| Exercise details |
Find each line in the items below that contains the string "wall", and copy those lines. Matching is case-sensitive.

| Records provided |
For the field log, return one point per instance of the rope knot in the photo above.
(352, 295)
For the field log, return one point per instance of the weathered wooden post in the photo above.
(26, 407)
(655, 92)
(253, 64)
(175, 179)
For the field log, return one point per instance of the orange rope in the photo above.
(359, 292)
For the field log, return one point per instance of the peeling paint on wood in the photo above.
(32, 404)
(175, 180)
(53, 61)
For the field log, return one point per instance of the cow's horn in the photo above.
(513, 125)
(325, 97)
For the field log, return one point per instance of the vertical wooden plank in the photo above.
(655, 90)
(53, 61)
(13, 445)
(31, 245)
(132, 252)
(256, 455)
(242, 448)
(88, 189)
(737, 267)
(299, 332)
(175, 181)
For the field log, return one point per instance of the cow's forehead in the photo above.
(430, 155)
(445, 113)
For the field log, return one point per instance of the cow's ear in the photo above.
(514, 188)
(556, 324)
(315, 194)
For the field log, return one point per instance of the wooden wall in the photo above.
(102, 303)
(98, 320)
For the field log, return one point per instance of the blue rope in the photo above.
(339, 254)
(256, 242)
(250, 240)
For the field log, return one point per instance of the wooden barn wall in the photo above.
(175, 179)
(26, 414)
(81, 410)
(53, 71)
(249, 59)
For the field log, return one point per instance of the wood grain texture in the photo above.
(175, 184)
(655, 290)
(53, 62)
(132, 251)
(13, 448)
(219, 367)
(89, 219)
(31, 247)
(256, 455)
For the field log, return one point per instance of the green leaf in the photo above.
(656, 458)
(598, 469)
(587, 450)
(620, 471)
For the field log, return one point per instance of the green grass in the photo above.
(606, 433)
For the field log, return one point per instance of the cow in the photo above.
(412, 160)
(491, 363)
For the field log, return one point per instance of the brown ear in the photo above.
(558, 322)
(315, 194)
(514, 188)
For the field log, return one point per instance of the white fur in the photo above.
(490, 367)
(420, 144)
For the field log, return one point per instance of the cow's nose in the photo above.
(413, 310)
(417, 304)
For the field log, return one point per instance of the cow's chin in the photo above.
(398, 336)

* * *

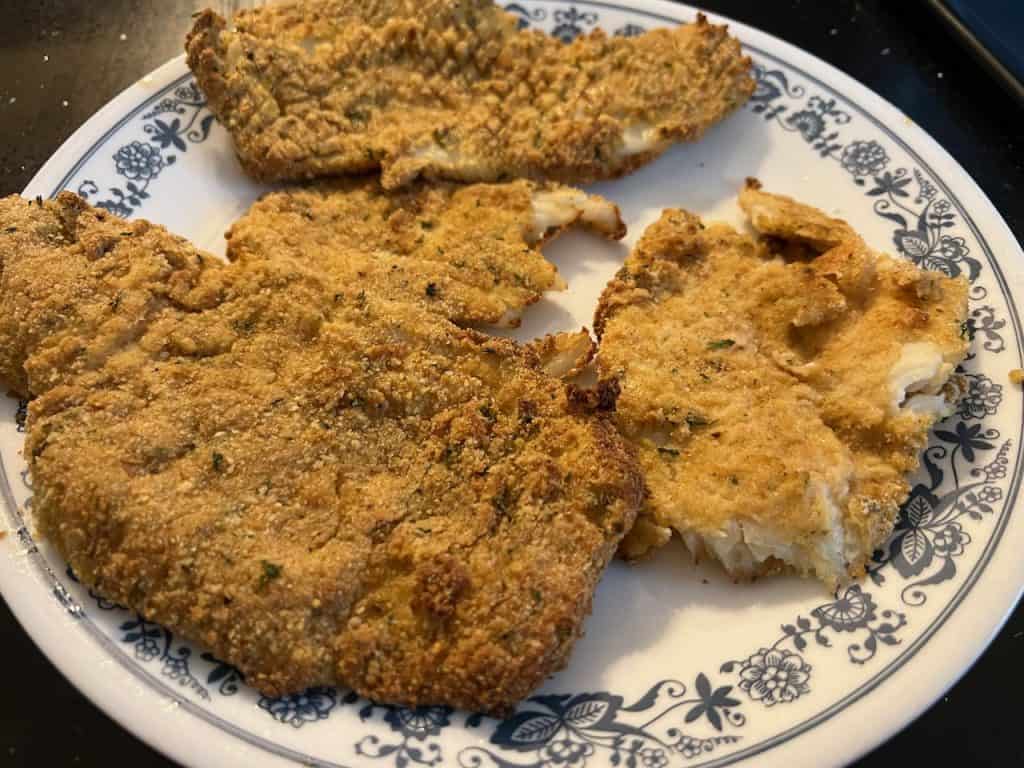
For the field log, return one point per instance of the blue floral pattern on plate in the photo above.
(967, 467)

* * *

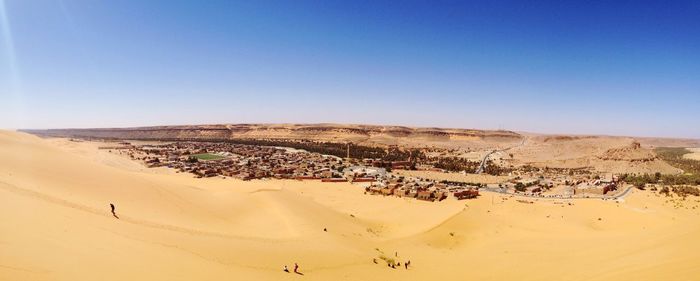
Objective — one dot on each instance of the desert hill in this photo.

| Exercise solution |
For the field log, return one point per instance of the wooden wall in the photo above.
For the field log, return one point per instance of the wooden barn wall in the photo above.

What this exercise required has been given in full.